■ Written task ■
Pick out every line of the material below that contains the word "mossy" and copy each one in full. Case counts.

■ Input records ■
'''
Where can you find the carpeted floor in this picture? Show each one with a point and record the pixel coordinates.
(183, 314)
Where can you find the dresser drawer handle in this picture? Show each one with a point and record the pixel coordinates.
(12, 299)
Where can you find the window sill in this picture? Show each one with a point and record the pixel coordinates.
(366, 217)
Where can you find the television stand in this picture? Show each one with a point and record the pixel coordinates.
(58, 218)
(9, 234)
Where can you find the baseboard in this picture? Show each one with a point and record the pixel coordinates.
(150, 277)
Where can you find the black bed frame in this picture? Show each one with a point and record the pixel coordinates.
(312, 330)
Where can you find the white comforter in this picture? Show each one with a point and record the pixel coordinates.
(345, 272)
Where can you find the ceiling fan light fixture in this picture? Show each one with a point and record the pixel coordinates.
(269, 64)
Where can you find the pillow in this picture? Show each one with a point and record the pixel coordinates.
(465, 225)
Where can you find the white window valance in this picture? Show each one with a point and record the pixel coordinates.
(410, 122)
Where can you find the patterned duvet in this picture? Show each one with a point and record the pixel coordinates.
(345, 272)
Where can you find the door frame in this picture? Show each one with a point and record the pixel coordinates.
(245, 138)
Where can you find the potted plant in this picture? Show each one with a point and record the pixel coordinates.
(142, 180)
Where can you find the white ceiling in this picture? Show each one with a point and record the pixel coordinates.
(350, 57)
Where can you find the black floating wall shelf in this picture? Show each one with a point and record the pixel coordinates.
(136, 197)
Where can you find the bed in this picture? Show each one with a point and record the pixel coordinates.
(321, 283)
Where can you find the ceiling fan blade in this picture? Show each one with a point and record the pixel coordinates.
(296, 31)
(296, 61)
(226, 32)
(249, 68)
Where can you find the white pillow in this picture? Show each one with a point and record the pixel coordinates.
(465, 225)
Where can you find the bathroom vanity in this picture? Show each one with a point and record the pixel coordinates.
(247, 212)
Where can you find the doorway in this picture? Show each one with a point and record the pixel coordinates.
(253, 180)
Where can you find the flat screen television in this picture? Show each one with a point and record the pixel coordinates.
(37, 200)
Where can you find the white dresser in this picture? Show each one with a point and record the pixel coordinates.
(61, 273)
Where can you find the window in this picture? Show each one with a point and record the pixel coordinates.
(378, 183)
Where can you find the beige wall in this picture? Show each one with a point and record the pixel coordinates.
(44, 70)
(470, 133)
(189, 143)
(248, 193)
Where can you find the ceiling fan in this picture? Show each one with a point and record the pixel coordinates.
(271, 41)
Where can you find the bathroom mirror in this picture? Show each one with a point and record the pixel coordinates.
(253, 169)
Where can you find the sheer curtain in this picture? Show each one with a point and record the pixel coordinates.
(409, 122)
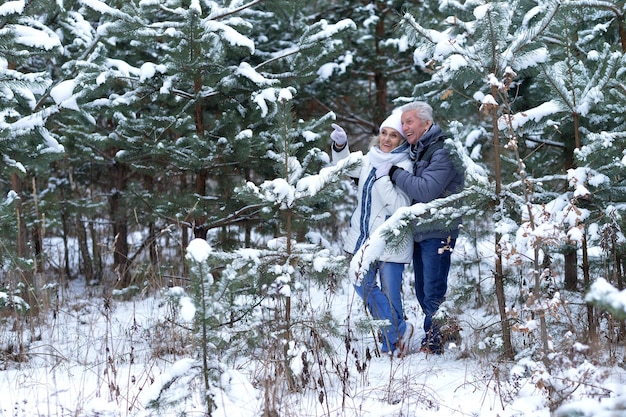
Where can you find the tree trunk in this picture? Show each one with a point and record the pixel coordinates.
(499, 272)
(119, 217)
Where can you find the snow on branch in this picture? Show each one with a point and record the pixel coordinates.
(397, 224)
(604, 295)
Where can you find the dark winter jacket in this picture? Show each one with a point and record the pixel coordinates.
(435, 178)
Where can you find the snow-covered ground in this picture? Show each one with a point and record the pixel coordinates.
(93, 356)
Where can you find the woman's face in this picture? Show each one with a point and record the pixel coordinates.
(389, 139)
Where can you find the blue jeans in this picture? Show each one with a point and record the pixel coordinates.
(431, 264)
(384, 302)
'''
'''
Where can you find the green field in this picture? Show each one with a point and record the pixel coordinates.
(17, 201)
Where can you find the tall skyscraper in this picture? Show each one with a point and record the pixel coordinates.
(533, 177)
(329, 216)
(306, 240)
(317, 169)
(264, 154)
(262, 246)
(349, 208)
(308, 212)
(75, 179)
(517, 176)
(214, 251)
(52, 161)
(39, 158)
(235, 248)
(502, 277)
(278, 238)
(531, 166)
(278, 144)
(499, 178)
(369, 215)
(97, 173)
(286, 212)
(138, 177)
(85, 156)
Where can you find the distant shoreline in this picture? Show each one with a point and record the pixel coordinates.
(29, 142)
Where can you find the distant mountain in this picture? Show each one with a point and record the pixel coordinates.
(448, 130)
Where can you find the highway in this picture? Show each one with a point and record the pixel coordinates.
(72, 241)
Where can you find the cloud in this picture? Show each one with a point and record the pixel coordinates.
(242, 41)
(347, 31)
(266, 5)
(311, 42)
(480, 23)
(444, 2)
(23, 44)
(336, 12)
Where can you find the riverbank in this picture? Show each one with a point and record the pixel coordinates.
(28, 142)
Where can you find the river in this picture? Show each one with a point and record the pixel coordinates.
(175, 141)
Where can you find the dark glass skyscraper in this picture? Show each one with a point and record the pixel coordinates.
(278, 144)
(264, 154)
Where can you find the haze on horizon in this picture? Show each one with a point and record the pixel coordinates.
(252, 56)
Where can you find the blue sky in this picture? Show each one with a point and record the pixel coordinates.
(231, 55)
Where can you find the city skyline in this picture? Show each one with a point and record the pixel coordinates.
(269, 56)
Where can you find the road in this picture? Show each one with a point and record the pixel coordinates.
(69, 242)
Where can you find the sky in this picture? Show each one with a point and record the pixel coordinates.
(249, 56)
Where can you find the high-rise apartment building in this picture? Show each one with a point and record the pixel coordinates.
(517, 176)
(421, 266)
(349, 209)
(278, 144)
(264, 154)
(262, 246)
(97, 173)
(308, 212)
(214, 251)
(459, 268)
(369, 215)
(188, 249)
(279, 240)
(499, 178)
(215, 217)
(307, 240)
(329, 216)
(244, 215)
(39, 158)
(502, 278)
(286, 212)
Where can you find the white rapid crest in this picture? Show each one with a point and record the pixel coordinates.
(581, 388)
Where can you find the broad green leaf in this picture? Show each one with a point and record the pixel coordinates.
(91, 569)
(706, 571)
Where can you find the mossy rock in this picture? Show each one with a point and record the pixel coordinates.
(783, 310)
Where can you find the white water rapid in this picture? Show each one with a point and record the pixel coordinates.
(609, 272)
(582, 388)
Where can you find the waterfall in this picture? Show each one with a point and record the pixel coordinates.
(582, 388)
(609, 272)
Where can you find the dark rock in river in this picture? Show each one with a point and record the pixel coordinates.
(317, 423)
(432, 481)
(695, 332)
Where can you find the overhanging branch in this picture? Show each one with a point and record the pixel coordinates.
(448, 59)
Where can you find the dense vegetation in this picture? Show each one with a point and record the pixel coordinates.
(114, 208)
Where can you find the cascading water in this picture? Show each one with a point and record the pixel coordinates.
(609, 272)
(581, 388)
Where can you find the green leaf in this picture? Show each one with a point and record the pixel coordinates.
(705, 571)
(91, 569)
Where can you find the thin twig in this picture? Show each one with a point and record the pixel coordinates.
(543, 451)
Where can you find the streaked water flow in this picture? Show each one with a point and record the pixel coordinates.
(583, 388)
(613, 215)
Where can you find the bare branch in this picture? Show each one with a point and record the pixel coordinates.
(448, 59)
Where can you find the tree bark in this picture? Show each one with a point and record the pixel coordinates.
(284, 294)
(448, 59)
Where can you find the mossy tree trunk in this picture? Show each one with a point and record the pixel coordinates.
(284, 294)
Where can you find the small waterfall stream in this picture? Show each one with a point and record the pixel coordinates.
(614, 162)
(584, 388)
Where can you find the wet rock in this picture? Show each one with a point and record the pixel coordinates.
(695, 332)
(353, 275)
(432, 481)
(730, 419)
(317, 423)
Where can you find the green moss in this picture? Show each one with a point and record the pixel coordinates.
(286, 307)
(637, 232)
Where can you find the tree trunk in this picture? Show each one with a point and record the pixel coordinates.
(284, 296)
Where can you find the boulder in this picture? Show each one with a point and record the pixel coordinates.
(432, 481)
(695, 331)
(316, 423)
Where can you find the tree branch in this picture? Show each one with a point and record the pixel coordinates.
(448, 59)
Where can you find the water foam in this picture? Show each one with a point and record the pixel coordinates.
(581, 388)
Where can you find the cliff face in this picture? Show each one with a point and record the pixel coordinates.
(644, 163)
'''
■ Task response ■
Where can you find the mossy rock in this picture? Show each one with a point and record the pixel coordinates.
Where can you find the mossy tree trunk in this picture? Show each one with a point and record the pixel coordinates.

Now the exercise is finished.